## Extracted material
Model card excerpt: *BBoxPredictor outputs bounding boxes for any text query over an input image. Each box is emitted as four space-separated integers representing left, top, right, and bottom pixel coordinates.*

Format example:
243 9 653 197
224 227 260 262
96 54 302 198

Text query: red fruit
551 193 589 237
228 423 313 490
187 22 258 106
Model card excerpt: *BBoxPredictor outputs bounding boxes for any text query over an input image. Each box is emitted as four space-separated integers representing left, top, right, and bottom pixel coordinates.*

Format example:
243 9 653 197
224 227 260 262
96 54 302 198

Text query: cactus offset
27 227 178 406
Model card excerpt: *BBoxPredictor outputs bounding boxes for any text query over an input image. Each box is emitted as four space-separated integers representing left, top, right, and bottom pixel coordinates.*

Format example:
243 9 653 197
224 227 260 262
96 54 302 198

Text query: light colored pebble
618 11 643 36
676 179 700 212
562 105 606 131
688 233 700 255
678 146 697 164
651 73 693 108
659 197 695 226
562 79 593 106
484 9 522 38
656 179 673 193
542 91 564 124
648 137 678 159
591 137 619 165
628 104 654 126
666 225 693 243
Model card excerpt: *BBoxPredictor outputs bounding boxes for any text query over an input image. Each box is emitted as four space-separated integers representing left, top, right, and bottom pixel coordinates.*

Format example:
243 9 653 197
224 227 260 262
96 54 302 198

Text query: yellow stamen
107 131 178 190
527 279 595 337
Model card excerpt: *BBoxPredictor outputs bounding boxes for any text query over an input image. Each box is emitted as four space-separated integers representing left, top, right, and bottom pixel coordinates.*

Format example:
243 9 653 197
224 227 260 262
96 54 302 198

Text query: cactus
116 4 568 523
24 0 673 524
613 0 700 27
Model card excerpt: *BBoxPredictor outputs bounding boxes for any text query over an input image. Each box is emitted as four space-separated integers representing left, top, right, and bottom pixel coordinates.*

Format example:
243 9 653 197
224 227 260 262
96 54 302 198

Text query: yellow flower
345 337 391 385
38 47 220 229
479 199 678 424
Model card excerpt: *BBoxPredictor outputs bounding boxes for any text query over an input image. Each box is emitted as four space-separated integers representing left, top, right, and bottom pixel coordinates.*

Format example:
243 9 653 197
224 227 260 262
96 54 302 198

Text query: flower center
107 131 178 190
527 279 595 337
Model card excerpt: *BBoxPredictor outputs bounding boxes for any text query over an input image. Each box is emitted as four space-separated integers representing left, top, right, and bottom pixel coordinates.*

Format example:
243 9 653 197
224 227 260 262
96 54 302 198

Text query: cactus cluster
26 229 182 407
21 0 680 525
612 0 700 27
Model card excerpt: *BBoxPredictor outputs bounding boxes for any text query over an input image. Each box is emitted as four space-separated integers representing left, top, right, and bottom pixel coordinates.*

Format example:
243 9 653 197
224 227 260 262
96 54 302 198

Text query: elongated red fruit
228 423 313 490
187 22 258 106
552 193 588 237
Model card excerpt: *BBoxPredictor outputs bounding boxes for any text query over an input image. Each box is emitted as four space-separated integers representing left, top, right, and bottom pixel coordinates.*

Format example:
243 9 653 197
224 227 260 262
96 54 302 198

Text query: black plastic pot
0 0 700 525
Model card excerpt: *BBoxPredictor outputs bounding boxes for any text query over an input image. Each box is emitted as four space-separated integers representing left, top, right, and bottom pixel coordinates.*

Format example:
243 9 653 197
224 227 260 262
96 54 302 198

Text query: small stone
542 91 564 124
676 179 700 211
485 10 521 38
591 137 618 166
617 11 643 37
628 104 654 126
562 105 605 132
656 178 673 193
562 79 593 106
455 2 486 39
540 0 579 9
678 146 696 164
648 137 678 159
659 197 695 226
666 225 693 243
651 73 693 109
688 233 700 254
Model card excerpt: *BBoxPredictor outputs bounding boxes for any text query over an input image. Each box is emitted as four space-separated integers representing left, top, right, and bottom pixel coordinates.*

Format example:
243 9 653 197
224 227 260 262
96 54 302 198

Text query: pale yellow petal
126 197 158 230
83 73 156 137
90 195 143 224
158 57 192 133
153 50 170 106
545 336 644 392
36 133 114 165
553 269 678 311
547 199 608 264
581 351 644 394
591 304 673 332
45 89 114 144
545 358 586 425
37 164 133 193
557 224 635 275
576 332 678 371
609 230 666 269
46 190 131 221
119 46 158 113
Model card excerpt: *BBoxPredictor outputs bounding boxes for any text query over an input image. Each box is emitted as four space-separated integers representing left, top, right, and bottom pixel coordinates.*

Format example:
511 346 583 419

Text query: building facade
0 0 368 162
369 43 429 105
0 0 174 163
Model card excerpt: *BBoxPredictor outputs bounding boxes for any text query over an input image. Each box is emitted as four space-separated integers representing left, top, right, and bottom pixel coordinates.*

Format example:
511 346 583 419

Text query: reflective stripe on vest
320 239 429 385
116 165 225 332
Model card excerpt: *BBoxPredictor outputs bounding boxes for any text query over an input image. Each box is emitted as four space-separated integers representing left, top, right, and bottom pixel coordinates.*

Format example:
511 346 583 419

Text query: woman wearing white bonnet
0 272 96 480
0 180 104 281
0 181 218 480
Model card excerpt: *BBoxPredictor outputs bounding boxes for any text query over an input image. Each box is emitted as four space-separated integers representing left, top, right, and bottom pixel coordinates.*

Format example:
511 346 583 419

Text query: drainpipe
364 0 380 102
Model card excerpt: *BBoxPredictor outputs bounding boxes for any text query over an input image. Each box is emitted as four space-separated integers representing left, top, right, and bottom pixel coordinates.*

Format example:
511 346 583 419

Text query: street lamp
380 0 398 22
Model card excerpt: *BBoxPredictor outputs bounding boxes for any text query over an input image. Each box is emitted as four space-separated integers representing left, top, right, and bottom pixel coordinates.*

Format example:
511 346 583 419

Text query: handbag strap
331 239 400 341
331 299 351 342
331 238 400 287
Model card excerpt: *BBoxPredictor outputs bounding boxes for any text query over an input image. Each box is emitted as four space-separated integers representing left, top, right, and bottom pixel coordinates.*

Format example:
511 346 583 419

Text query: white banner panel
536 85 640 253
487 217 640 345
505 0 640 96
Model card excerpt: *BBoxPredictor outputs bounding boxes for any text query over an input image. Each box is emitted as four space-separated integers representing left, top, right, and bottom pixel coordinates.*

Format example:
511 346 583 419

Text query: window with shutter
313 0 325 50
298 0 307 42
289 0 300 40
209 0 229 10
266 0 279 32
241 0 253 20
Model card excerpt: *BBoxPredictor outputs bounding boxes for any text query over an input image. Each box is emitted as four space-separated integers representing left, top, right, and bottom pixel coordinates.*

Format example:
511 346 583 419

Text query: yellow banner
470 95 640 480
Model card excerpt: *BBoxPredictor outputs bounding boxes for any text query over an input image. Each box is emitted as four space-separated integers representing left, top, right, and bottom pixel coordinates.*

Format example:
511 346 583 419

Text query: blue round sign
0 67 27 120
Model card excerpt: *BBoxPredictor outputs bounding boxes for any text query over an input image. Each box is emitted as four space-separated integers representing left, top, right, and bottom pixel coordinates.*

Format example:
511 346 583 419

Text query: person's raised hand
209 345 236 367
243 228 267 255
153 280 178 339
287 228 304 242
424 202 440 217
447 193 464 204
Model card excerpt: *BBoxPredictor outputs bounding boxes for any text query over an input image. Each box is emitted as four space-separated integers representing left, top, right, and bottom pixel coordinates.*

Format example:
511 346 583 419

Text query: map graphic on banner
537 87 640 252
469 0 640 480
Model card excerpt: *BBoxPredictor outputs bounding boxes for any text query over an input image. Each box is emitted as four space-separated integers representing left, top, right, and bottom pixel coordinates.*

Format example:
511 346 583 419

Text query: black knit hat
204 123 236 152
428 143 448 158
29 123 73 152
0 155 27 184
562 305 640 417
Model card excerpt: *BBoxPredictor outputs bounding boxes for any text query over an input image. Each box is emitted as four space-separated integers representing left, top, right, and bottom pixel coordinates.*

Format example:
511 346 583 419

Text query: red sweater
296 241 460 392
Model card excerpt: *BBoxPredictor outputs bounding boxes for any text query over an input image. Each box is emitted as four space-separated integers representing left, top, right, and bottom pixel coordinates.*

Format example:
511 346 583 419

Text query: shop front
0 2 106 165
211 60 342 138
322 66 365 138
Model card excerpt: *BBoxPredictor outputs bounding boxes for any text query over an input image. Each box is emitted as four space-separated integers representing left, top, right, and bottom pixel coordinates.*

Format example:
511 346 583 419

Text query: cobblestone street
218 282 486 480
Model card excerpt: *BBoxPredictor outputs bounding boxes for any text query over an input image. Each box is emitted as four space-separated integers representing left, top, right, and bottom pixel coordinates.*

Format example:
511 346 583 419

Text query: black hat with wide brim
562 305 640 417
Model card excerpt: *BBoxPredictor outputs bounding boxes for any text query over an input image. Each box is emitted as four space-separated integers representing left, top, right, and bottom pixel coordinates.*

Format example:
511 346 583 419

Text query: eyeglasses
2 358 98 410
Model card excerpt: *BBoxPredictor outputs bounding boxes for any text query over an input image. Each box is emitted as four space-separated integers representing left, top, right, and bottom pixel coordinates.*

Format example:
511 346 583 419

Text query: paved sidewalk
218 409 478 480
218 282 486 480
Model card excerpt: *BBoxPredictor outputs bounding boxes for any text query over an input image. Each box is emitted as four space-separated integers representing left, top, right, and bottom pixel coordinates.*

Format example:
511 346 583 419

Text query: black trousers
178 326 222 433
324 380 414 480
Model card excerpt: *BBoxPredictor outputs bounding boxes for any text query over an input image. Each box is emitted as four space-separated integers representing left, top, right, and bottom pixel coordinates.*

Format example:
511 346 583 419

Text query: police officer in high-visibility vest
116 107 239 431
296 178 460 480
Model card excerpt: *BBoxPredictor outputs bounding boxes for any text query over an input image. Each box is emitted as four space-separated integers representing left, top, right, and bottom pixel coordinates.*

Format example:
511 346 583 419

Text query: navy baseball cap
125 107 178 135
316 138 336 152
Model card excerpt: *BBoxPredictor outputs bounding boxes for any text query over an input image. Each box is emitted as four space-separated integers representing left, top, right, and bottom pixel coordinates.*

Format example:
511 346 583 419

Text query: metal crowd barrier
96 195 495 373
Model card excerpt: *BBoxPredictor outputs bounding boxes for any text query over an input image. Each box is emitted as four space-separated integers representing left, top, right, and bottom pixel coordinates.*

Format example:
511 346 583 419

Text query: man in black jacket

## Work instructions
Pick out each line in the records above that contains the word "banner".

## Answer
Text query: white banner panel
Text query: yellow banner
Text query: map graphic on banner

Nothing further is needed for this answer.